== Prompt ==
Exactly as given, write out the lines from the one containing "Each instance of the sand dune" through the end of the listing, with both ends included and nothing else.

== Material ==
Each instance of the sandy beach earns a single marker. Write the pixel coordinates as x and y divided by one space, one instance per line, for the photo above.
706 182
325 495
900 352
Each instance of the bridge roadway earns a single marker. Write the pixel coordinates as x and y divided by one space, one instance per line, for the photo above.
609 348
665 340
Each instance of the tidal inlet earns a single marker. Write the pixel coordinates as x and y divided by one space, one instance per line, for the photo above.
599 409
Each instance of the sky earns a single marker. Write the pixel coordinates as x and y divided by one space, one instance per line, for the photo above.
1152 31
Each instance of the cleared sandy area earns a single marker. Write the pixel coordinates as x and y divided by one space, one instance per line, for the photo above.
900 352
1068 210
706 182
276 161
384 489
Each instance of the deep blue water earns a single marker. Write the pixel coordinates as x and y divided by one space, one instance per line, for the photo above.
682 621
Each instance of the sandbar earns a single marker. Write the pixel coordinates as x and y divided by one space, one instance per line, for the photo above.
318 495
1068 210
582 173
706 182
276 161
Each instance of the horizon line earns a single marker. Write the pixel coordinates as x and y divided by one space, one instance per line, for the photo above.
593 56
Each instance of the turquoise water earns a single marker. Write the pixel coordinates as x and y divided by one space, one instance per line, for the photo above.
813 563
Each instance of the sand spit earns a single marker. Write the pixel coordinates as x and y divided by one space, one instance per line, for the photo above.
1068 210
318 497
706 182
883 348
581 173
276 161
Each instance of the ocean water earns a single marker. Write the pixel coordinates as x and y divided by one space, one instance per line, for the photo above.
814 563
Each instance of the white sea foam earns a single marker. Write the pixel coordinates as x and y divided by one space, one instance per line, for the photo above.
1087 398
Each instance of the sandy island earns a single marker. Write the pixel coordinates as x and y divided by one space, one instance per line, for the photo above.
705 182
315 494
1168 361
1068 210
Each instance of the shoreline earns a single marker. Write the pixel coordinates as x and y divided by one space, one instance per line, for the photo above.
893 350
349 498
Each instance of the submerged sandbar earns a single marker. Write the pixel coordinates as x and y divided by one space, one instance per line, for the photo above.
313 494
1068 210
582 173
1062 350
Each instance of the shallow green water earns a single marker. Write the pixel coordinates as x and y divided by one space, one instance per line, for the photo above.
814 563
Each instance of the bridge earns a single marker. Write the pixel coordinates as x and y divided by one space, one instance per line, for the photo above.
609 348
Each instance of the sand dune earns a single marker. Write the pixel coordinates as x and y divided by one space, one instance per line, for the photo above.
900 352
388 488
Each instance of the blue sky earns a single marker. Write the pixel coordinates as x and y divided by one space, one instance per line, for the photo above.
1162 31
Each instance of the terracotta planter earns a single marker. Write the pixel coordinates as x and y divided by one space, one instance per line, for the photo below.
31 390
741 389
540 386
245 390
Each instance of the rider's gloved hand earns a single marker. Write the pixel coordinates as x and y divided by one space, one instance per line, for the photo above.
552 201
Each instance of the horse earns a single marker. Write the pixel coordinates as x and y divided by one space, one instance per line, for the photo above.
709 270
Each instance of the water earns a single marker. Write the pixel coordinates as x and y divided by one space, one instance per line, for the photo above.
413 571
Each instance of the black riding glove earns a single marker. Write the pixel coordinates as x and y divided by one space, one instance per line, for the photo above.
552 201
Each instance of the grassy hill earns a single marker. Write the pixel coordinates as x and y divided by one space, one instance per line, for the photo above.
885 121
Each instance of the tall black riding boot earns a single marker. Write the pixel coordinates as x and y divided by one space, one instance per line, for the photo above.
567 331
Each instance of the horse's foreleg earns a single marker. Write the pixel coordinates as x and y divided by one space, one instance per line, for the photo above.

== Response ==
Each instance of the sand dune earns a single marker. Write the pixel coordinates as x and y divided by one space, one instance per line, for the photo above.
900 352
388 488
Each instance of the blue sky earns a single marker. Write the pixel coordinates as x and y divided by one space, one instance per line, for the photo above.
1162 31
Each instance of the terracotta planter earns a single marker. Write the pixel coordinates as x and y divided by one space, one instance per line, for the photo below.
31 390
741 389
540 386
245 390
Each instance of the rider's gloved hand earns a single marker. Write the pixel coordinates as x and y divided by one space, one instance per line, for the photo above.
552 201
Each instance of the horse earns a single marker. Write the pixel coordinates as x and y divided by one space, one instance per line, for the photo above.
709 270
Each instance of the water earns a single marker. Write the pixel coordinates as x and y divided by one space, one instance per line, for the photo above.
413 571
Each instance of the black riding glove earns a single marker. Write the pixel coordinates as x and y divided by one space, one instance per line, for the photo above.
552 201
Each instance of the grassy hill earns a single marker. Write the pixel coordinates as x and y divided by one space, one instance per line, for the photo above.
885 121
Each instance of the tall black riding boot earns a single marker. Write the pixel coordinates as x and y divided by one space, one instance per line, for the photo above.
567 331
Each instance of the horse's foreleg earns a single marker. Write the pixel coordinates as x and y divided by one space, one instance per line, for the photo above.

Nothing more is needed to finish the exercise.